— START RAW DATA —
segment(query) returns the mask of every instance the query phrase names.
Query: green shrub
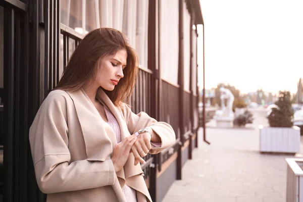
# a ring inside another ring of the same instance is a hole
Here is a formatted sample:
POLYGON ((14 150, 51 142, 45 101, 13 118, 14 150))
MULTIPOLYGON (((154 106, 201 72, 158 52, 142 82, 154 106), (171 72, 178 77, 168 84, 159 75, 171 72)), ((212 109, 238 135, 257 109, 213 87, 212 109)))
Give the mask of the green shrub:
POLYGON ((268 117, 270 127, 290 128, 293 125, 293 110, 291 108, 290 92, 280 91, 278 100, 275 103, 278 108, 273 108, 268 117))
— END RAW DATA —
• [TASK DETAILS]: Copy the records above line for line, without the pictures.

• [RESULT FOR THIS EXERCISE]:
segment(query) returns the mask of every instance the query phrase names.
Query: green shrub
# a ring inside another ring of the same instance is a hole
Here is a formatted sample:
POLYGON ((14 150, 51 142, 45 101, 13 118, 14 150))
MULTIPOLYGON (((154 106, 201 72, 158 52, 142 82, 154 106), (171 72, 178 77, 168 84, 159 75, 171 72)), ((212 109, 238 135, 257 109, 213 87, 212 109)))
Give the mask of the green shrub:
POLYGON ((268 117, 270 127, 290 128, 293 125, 293 110, 291 108, 290 92, 280 91, 278 100, 275 103, 278 108, 273 108, 268 117))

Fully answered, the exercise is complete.